_PROBLEM STATEMENT_.
The records that follow are to be transcribed in full, without their images.

(Some records)
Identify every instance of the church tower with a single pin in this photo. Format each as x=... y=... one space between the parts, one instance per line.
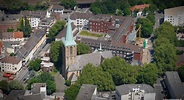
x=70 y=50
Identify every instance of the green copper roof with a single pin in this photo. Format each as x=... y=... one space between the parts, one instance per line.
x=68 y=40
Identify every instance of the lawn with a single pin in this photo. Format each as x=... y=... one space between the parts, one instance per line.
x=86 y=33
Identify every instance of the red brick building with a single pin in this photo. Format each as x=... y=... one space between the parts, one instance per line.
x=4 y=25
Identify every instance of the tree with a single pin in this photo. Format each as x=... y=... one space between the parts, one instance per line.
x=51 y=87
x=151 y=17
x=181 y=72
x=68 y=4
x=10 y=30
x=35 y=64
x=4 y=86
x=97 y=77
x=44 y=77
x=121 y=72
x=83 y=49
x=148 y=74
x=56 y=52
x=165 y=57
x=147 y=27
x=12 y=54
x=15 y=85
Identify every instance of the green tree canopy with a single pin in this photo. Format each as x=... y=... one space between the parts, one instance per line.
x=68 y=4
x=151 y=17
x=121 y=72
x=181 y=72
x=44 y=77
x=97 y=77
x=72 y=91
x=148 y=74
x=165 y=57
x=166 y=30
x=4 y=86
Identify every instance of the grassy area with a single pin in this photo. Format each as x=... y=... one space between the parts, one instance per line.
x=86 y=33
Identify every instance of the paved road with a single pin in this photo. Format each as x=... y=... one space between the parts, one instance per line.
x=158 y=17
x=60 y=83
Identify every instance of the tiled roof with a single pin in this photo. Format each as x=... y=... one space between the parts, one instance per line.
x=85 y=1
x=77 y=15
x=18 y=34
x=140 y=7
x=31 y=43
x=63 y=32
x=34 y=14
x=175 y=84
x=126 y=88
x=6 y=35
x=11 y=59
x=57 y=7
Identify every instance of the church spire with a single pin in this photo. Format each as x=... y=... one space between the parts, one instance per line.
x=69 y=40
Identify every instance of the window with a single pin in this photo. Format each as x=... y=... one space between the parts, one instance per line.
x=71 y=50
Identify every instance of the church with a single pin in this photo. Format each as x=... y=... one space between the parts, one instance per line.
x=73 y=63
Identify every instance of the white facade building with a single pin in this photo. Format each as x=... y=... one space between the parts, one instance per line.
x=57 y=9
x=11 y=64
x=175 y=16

_RESULT FOR THIS TASK_.
Identify every instance of the church tower with a single pin in this photo. Format each as x=... y=... one space between the parts, one instance per line.
x=70 y=50
Identify every instance of the green copper roof with a single pin in this photo. Format each as x=... y=... one space between the parts, one instance per line.
x=68 y=40
Identify every instance of the lawn with a single pin in this photo. Format each as x=... y=... one space between the parts, one instance per line.
x=86 y=33
Identify every instance of the red brick building with a single pin in this photo. Format each as x=... y=... one space between the parts, one instance per line.
x=4 y=25
Identify every instance of the tree with a single pin in this photo. Format each as x=... y=... one space between the parts, one instance per line.
x=51 y=87
x=151 y=17
x=181 y=72
x=68 y=4
x=10 y=30
x=35 y=64
x=4 y=86
x=97 y=77
x=44 y=77
x=121 y=72
x=83 y=49
x=148 y=74
x=56 y=52
x=165 y=57
x=147 y=27
x=12 y=54
x=15 y=85
Identify every instance of the green tree canopy with a single pin in this photo. Format each as x=... y=... one space between the parts, one instance per line.
x=68 y=4
x=151 y=17
x=121 y=72
x=181 y=72
x=44 y=77
x=97 y=77
x=72 y=91
x=148 y=74
x=165 y=57
x=166 y=30
x=4 y=86
Identify every instance of the grassy area with a single pin in this photo. Format each as x=... y=... one space between the parts, one instance per line.
x=86 y=33
Identify every instance of the paved road with a single pin in this photo. Format each as x=... y=... one space between the parts, one instance per line.
x=158 y=17
x=60 y=83
Identify every instance of the tiled roof with a single pin in this photo. Format each as x=... y=... one space between the parts, one instance per line.
x=85 y=1
x=77 y=15
x=18 y=34
x=140 y=7
x=31 y=43
x=63 y=32
x=34 y=14
x=175 y=84
x=126 y=88
x=6 y=35
x=11 y=59
x=57 y=7
Identify every instance of the church spire with a single pin in this photo. Format each as x=... y=... one space between the parts, one instance per line.
x=69 y=40
Identify every instance of the window with a single pin in this photo. Format each as x=... y=... one space between the parts, one instance per line.
x=71 y=50
Identify every instance of the church with a single pin in this photo. Format each as x=... y=... one space between the parts, one instance per line.
x=73 y=63
Identify every instance of the white facade building with a single pin in this photo. Format each as x=... y=... one space between the parts, one instance per line.
x=57 y=9
x=11 y=64
x=175 y=16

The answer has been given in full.